[Records excerpted from a collection]
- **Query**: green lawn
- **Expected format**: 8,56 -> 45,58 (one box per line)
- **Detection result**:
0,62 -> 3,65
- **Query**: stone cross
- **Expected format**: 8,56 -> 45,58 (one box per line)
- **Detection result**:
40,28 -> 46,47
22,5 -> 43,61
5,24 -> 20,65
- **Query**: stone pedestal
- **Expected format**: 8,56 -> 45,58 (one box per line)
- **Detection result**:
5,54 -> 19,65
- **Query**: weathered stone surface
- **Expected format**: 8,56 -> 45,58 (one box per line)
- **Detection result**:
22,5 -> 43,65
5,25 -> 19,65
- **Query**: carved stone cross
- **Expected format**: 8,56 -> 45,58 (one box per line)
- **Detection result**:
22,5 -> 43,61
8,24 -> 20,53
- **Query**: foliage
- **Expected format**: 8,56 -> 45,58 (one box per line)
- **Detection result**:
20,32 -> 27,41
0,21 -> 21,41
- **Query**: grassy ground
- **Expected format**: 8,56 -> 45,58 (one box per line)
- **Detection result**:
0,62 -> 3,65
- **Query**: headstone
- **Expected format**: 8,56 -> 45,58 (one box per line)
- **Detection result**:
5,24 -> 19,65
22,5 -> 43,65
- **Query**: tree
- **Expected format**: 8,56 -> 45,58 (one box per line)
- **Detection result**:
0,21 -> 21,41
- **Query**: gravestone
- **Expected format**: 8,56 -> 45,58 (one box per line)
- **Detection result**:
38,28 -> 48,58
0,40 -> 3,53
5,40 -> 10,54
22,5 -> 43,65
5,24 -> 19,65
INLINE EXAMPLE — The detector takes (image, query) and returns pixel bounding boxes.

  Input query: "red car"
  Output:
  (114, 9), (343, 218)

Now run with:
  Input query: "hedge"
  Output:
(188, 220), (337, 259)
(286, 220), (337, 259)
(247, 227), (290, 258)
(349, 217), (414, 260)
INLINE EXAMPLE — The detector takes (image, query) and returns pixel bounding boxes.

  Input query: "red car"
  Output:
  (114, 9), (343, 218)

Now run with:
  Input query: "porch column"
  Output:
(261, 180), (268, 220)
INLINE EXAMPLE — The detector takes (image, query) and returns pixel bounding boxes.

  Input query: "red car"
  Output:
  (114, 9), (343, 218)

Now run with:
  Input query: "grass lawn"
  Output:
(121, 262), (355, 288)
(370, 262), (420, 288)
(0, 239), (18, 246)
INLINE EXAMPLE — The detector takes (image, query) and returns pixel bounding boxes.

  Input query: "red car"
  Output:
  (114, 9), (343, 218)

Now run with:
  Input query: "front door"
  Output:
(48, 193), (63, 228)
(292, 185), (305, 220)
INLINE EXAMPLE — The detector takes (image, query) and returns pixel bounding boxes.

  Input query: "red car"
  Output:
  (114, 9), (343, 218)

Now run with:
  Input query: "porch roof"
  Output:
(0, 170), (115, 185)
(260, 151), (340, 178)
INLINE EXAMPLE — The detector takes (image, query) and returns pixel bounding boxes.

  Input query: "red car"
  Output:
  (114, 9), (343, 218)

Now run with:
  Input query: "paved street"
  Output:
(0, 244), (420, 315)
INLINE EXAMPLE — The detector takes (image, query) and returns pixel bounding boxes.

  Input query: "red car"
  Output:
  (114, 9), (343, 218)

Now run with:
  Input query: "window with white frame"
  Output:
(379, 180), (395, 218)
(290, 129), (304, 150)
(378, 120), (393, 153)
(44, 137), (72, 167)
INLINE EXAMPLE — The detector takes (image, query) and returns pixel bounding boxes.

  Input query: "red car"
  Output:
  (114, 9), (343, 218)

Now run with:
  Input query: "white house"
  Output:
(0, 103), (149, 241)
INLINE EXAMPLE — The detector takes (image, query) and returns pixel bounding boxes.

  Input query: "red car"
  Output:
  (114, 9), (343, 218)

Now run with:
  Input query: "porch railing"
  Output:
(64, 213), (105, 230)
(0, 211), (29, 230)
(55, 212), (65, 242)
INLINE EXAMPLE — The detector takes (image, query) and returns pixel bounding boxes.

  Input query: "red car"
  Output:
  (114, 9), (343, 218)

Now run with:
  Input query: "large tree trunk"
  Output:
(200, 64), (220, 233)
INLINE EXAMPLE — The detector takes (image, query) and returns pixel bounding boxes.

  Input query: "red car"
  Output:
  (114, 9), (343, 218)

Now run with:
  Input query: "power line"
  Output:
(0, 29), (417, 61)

◆ **What you have to do**:
State how many of the lines above contain the string "lawn". Reply with the number alone.

◆ **Expected output**:
2